═══ Extracted information ═══

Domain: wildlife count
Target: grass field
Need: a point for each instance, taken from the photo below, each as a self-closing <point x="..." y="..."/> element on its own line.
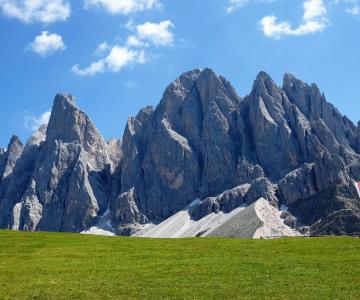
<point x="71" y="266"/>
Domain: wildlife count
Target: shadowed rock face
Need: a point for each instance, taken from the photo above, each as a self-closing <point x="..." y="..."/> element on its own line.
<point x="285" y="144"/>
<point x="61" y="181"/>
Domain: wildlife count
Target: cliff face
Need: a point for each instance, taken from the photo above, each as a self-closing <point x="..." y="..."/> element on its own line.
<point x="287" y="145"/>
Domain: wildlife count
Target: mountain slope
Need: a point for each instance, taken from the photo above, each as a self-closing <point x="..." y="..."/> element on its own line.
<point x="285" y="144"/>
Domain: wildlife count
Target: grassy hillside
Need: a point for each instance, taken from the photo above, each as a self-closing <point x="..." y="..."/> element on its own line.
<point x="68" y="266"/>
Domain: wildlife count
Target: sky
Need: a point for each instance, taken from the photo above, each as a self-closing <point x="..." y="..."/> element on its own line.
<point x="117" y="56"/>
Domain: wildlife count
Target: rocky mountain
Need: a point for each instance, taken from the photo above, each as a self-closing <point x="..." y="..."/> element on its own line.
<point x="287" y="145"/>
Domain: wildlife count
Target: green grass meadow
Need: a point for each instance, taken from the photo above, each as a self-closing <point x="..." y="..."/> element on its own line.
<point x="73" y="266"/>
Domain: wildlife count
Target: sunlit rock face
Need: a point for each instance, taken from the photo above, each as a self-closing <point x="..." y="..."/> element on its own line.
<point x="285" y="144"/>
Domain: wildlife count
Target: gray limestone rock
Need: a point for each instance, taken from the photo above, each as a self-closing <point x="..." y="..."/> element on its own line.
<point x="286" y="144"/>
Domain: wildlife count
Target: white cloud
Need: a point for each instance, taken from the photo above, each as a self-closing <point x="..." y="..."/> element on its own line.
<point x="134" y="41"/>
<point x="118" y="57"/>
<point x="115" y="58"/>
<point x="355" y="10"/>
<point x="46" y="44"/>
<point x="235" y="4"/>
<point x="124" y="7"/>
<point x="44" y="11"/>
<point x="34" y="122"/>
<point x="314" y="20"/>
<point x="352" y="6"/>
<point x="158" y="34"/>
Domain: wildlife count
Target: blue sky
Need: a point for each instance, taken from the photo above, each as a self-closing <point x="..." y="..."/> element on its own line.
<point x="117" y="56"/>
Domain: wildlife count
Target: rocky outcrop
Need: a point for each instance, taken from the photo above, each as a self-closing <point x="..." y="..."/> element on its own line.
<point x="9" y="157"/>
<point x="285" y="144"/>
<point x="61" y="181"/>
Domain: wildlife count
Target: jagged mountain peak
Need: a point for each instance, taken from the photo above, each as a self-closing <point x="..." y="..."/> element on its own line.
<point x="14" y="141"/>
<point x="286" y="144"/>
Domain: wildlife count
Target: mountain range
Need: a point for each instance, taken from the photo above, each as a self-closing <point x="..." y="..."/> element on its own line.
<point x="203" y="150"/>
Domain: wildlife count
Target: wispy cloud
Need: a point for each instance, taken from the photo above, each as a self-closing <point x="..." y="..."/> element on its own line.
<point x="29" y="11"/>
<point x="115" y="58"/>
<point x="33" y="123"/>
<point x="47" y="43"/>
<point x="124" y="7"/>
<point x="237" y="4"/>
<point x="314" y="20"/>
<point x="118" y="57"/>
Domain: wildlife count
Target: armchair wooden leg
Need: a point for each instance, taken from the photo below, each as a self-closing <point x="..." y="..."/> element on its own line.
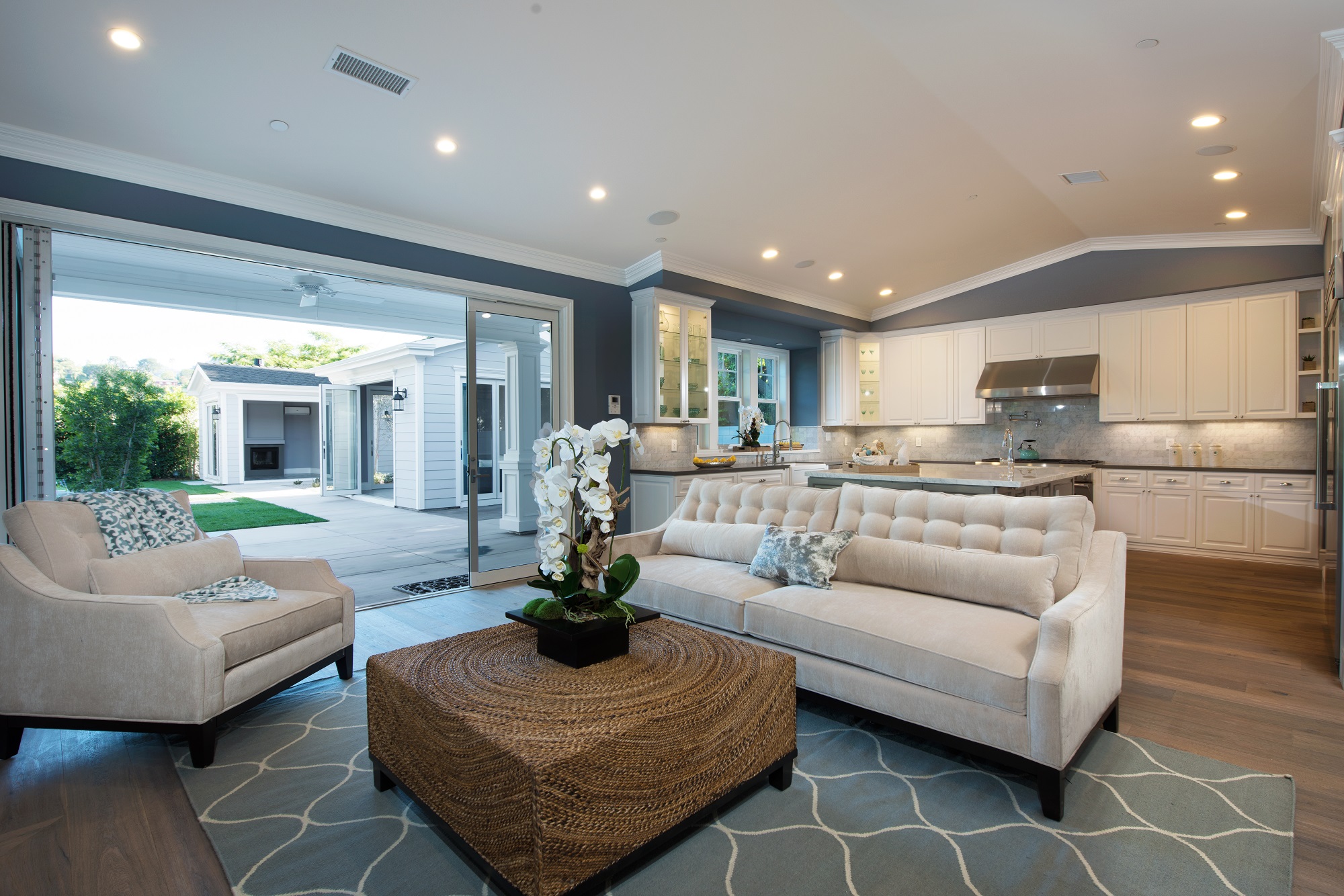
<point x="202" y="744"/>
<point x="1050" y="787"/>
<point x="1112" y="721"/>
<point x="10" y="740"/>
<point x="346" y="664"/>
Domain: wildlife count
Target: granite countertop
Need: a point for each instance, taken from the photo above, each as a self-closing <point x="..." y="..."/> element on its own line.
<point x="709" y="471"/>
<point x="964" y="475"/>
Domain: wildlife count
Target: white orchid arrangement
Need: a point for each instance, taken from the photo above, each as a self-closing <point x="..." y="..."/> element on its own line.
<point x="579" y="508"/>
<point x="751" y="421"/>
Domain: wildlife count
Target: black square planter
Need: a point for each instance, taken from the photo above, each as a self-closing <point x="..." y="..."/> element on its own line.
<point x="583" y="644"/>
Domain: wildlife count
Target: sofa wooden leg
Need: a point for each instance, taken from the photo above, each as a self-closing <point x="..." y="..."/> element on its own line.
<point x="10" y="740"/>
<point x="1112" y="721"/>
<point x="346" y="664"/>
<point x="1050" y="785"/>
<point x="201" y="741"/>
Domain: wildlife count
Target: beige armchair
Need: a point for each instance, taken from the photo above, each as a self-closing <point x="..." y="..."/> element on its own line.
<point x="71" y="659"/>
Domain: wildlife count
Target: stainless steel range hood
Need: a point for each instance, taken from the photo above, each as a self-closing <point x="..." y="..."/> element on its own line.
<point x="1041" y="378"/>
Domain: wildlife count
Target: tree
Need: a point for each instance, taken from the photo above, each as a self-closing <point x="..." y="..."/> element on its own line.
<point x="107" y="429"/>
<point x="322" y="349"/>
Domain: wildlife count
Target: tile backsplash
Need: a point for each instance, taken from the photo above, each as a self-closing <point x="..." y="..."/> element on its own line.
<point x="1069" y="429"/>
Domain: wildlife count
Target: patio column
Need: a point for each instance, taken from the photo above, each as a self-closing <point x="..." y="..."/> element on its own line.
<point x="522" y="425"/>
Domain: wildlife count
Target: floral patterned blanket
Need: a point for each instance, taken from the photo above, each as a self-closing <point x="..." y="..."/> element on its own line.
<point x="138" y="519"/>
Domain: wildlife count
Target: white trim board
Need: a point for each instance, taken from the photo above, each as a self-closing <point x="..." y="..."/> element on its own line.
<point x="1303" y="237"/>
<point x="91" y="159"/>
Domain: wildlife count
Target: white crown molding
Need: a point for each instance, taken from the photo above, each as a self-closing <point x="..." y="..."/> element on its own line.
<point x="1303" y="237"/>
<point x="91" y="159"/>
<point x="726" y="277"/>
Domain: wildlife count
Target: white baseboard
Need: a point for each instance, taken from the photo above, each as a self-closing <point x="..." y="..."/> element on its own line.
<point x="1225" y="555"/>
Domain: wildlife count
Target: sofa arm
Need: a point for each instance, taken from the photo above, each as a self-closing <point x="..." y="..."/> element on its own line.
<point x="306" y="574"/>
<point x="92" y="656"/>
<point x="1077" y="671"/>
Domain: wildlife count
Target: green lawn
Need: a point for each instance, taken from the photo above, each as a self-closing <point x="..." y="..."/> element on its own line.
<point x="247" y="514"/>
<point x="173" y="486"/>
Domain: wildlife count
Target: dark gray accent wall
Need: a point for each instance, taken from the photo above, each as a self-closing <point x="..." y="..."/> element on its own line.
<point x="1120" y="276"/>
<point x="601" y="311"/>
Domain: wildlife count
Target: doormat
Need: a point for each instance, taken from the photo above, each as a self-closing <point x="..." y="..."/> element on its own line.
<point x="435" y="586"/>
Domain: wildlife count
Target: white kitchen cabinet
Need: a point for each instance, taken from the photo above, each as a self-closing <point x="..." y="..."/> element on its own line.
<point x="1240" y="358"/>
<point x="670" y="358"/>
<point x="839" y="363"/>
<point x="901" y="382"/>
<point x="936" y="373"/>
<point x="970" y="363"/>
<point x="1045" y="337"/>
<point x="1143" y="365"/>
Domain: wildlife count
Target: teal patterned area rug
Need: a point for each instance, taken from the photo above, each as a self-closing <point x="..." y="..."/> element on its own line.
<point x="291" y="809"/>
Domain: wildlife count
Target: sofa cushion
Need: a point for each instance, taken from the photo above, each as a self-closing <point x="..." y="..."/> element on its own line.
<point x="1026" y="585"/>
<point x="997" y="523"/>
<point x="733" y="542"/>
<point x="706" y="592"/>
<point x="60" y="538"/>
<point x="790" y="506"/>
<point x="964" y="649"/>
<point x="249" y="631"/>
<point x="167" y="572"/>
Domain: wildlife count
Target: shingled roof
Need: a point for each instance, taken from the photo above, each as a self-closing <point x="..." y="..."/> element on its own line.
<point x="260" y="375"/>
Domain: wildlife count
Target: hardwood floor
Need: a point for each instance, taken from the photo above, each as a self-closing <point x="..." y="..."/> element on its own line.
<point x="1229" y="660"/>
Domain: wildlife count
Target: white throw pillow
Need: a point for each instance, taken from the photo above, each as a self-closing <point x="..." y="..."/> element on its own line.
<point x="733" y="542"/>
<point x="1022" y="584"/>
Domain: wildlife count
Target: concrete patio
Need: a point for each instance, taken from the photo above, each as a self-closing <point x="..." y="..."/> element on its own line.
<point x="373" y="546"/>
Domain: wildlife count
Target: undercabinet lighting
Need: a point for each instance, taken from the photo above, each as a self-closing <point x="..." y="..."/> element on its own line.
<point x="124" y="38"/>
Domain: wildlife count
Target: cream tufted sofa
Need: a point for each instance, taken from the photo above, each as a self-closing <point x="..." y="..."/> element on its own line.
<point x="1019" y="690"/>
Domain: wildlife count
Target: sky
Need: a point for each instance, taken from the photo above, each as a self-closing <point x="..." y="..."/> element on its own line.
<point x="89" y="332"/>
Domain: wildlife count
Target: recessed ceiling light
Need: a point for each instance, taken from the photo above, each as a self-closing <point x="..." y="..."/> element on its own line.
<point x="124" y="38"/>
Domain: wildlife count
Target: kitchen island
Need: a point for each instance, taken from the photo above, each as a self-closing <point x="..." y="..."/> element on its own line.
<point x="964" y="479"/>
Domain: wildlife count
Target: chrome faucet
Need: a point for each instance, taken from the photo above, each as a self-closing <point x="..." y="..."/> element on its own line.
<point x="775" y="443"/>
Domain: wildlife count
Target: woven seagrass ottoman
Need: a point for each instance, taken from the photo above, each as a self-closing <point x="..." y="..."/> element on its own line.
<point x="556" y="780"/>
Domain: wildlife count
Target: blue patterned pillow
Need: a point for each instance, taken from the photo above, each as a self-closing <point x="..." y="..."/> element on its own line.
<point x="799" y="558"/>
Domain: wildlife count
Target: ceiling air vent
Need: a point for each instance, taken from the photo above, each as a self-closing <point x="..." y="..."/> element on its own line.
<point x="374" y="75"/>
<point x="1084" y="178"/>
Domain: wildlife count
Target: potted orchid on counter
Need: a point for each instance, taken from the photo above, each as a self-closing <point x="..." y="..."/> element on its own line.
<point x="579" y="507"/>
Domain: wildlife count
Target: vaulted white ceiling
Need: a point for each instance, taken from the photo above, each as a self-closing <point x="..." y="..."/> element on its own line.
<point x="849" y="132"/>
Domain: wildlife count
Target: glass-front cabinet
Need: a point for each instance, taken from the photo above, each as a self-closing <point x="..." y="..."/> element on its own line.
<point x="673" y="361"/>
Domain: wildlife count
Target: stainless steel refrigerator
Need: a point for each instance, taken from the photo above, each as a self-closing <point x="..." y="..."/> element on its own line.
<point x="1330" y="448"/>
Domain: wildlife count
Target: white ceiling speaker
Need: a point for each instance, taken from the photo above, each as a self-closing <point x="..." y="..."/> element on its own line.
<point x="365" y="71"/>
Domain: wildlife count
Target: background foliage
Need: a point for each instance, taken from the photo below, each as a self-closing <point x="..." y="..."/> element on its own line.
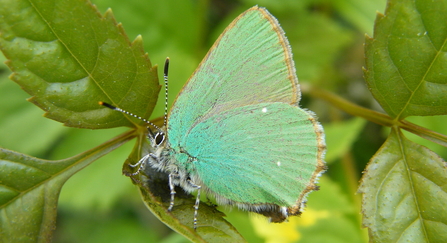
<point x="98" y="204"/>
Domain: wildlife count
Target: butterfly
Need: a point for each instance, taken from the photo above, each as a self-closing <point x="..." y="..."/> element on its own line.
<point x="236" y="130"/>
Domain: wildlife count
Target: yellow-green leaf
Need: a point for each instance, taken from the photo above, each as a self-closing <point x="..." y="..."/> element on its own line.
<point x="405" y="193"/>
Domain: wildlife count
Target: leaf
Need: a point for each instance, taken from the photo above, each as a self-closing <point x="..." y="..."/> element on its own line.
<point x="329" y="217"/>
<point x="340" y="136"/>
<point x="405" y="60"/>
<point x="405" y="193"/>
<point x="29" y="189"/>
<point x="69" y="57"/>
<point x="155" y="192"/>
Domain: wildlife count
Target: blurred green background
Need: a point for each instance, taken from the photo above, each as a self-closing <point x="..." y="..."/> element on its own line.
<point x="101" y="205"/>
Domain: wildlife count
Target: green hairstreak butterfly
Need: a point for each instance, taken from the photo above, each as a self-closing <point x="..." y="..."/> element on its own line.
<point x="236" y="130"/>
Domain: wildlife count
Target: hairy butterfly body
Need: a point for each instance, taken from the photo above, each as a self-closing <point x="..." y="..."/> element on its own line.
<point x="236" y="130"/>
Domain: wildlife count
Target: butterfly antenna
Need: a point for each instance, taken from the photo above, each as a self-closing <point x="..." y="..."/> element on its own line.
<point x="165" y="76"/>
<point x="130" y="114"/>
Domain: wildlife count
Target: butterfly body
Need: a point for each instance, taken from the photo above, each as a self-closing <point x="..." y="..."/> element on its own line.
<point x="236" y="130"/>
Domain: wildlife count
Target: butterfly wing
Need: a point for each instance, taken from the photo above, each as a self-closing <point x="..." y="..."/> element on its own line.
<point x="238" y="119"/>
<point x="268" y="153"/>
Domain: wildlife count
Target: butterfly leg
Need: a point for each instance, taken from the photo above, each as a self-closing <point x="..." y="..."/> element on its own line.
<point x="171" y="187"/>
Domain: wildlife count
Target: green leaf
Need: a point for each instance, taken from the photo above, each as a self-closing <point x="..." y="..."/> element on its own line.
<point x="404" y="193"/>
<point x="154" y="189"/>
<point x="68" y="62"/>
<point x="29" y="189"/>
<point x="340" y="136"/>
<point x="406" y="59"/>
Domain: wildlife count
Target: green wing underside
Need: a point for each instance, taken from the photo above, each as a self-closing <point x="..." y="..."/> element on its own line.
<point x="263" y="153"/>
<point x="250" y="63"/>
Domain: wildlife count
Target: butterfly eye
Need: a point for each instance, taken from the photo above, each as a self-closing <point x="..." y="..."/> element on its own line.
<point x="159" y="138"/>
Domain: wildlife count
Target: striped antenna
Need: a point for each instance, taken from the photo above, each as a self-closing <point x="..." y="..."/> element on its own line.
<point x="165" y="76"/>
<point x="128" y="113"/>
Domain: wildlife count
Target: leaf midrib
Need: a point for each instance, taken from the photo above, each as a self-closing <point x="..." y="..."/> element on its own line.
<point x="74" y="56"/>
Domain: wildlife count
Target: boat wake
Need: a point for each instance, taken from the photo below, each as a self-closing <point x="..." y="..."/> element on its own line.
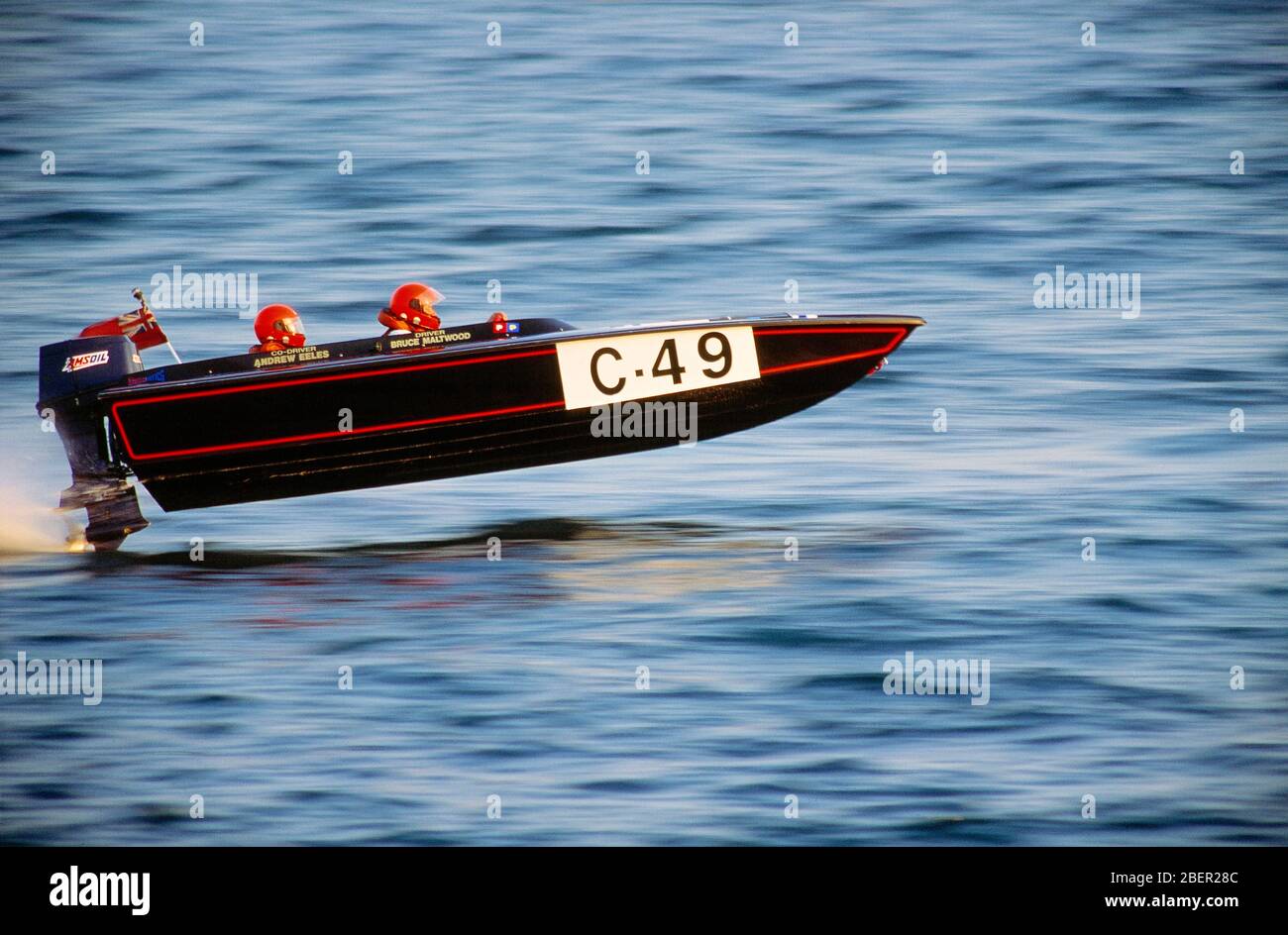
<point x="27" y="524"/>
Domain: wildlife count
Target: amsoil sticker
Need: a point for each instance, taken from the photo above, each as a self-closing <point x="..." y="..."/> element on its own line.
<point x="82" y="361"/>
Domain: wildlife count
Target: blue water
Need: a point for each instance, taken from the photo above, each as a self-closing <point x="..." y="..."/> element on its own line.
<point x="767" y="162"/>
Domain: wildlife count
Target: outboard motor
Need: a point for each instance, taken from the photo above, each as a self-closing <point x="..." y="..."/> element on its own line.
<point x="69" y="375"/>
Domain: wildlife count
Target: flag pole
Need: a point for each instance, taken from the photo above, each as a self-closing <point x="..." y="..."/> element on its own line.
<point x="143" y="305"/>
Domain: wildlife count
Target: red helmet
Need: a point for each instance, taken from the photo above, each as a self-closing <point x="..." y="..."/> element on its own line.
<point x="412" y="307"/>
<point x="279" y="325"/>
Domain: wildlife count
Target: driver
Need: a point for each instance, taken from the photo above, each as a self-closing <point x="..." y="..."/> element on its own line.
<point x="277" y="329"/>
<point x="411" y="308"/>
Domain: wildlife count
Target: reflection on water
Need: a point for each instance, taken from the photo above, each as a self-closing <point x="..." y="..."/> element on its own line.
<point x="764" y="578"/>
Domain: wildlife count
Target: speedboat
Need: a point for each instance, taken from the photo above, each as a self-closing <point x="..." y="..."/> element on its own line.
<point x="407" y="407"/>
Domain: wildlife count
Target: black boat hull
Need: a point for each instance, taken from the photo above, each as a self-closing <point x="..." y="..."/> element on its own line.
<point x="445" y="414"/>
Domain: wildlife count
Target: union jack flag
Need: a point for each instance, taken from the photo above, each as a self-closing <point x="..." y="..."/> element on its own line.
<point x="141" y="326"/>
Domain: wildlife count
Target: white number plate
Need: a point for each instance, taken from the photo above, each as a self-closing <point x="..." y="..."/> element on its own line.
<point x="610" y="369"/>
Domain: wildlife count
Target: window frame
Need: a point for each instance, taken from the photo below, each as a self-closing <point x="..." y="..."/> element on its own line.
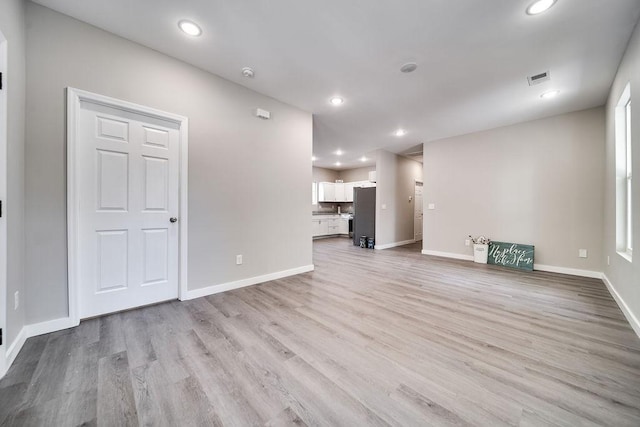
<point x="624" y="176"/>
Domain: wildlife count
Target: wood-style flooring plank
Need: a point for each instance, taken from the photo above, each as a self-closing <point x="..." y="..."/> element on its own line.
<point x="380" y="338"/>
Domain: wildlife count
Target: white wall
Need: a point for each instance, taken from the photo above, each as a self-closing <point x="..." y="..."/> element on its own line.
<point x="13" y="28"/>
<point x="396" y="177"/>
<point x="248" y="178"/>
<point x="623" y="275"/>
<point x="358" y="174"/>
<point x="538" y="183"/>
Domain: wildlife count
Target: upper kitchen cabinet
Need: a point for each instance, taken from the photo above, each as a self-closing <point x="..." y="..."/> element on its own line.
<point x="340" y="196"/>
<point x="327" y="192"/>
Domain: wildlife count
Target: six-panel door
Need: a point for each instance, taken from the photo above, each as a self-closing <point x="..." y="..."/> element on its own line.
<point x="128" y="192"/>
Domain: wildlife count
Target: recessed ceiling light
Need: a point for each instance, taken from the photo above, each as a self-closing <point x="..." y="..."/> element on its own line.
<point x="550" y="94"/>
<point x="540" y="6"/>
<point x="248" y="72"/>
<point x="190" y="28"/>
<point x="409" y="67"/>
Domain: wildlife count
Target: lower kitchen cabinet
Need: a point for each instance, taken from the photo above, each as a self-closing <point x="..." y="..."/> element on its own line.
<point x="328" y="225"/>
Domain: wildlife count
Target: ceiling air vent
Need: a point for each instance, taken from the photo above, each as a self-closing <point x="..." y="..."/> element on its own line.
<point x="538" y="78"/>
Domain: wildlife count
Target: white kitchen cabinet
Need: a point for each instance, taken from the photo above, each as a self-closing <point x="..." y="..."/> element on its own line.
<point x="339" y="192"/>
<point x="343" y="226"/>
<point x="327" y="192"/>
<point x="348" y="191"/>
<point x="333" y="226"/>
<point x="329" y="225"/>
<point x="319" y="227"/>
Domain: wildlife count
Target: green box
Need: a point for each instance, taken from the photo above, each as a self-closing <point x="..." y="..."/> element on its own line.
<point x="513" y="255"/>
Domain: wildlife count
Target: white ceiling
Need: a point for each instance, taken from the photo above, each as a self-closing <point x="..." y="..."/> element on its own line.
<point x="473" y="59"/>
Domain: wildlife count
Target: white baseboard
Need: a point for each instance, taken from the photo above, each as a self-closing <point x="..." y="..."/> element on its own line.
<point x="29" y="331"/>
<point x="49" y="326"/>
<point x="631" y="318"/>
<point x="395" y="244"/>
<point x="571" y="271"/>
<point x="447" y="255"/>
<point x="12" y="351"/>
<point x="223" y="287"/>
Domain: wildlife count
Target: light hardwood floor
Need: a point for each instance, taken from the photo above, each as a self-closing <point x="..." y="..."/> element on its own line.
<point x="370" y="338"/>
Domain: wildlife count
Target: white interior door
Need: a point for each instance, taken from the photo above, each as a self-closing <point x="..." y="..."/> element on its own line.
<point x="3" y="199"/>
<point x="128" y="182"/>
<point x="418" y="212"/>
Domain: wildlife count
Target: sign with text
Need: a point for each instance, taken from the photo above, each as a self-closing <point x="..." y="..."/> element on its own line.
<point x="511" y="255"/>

═══

§ Exercise aim
Extract each line from the data above that contains the word "mountain", treating uppercase and lowercase letters as distinct.

§ Solution to this problem
Target: mountain slope
Target: rocky mountain
Target: jagged mountain peak
Target: mountain range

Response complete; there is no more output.